| Goal of the exercise |
From the post below on home ventilation and heat loss, set down word for word the stretch from "My ASHP heat loss" through "to 15.6 m3/m2.h.".

I’m currently looking at dMEV, potentially Brookvent for ventilators and Greenwood for extract, but I have no idea how to work out the overall heat losses in order to get an idea of how my ASHP heating bills might be affected.
I appreciate that a lot depends on current situation and how much moisture is generated.
At the last count three rooms have trickle vents, 2 have ventilation into chimney, 1 has a painted over airbrick to the outside, and the only extract is a cooker hood in the kitchen and an intermittent extract fan in loft bedroom.
I don’t use gas for cooking, and most of the time it’s just me in a 4 bed house.
I monitor temperature and humidity in each room of the house, as well as half hourly and have data going back 15 months.
The Greenway brochures refers to running costs in terms of jars of coffee or tins of beans - not a currency I’m familiar with
!
My ASHP heat loss survey shows 26% of total heat loss (7988W) attributed to ventilation (2063W), as calculated from ‘custom air changes/hour’. An air-test showed an air permeability rate of 15.1 m3/m2.h, and a second test with all intentional vents (trickle, chimney and airbricks) left open indicated an increase only to 15.6 m3/m2.h.
Part of the underfloor insulation work, still on hold, is draughtproofing around the edges of the floors, but unsure how much difference that will make to overall infiltration.

| Data section |
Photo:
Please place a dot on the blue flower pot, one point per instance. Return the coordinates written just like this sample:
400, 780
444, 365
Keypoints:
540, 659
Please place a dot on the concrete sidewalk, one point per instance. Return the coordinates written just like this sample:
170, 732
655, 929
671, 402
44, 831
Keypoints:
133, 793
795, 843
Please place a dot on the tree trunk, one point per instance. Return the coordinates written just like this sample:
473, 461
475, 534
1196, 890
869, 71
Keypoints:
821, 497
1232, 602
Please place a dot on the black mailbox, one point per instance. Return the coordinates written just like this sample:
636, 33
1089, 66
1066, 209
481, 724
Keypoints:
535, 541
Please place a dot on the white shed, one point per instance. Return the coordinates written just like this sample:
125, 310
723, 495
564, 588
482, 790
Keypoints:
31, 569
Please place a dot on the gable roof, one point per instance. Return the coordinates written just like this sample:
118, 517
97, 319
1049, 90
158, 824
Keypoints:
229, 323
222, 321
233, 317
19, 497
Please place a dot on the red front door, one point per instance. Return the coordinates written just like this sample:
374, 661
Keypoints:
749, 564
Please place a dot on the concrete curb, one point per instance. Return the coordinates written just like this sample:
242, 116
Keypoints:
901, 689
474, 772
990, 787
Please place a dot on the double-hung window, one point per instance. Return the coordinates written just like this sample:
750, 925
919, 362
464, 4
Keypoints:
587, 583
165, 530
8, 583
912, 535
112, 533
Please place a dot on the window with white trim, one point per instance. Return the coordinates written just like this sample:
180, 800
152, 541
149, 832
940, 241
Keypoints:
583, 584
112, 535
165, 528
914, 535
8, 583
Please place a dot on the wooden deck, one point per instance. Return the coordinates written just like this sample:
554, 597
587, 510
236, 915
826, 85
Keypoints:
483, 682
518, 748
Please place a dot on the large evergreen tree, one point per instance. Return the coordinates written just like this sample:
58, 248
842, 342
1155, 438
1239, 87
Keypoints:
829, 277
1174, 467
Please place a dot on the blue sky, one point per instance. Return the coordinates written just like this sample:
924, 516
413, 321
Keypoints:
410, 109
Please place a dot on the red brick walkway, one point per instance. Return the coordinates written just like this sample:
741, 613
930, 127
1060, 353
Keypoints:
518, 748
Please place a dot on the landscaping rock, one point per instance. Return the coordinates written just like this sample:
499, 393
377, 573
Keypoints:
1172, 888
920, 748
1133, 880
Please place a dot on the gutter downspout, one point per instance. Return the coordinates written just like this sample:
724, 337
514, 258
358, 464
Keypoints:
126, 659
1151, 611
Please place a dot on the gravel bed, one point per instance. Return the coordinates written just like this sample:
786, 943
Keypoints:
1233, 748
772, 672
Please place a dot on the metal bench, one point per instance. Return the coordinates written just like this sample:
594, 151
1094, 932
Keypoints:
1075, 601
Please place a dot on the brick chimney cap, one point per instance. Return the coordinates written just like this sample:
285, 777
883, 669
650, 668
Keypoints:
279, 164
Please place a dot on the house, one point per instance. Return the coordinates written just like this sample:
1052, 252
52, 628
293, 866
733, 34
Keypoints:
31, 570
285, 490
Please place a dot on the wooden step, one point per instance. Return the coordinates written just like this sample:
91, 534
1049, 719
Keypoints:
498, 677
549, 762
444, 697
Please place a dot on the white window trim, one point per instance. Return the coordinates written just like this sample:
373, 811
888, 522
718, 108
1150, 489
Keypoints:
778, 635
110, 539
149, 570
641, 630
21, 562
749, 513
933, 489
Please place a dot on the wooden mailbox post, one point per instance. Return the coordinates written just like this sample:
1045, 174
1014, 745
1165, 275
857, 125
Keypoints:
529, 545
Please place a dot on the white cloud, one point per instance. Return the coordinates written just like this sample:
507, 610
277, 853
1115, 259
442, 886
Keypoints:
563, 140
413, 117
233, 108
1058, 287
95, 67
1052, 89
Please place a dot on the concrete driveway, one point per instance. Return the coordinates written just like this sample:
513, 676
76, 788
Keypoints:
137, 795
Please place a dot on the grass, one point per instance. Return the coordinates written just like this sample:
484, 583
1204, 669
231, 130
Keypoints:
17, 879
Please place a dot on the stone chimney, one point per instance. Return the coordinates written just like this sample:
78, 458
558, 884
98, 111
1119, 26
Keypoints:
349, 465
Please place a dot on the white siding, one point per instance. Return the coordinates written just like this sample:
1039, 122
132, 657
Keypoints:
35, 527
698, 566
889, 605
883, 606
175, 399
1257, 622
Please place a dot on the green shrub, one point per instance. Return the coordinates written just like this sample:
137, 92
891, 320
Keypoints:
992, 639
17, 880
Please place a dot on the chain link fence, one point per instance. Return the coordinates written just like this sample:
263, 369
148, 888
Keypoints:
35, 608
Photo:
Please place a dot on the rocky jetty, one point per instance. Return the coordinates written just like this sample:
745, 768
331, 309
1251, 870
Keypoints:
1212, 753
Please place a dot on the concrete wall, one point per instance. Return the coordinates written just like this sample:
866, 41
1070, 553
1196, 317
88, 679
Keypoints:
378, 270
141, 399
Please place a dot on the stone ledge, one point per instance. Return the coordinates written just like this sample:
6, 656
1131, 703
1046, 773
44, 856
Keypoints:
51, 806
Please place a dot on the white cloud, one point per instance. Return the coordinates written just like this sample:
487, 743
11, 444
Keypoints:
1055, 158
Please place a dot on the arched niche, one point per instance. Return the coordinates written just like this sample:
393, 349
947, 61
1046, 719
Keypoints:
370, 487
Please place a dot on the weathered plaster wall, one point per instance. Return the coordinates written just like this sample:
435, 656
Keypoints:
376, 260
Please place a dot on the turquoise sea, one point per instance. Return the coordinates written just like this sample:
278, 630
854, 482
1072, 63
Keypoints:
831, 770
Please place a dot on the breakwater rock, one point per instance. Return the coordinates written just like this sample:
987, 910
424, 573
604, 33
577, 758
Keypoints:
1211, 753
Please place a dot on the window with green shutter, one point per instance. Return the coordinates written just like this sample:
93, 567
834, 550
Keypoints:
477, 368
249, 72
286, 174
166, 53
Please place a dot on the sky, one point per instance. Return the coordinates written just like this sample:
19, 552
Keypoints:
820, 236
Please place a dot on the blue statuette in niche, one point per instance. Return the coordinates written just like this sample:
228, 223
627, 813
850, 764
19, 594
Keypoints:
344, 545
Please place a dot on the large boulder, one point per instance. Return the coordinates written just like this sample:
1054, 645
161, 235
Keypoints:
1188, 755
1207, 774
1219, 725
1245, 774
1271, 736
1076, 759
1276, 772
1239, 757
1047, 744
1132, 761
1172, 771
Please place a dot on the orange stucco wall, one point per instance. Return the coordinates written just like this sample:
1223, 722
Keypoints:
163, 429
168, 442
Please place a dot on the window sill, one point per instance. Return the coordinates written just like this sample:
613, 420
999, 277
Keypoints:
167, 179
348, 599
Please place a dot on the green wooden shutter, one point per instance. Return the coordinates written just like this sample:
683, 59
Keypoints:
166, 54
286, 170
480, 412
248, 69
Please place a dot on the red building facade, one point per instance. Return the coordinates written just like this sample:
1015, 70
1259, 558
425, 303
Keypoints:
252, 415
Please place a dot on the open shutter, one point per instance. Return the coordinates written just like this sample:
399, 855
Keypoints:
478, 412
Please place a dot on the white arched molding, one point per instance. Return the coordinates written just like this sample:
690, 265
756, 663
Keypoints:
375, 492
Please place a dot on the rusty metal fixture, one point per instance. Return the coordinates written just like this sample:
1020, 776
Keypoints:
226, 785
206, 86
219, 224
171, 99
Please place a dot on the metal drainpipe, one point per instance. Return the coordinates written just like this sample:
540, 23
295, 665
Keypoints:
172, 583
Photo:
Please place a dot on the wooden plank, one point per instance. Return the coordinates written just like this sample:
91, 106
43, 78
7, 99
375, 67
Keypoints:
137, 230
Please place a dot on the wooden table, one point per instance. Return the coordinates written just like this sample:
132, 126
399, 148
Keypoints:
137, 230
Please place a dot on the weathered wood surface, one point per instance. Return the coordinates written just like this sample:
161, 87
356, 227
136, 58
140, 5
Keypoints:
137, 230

| Exercise response |
My ASHP heat loss survey shows 26% of total heat loss (7988W) attributed to ventilation (2063W), as calculated from ‘custom air changes/hour’. An air-test showed an air permeability rate of 15.1 m3/m2.h, and a second test with all intentional vents (trickle, chimney and airbricks) left open indicated an increase only to 15.6 m3/m2.h.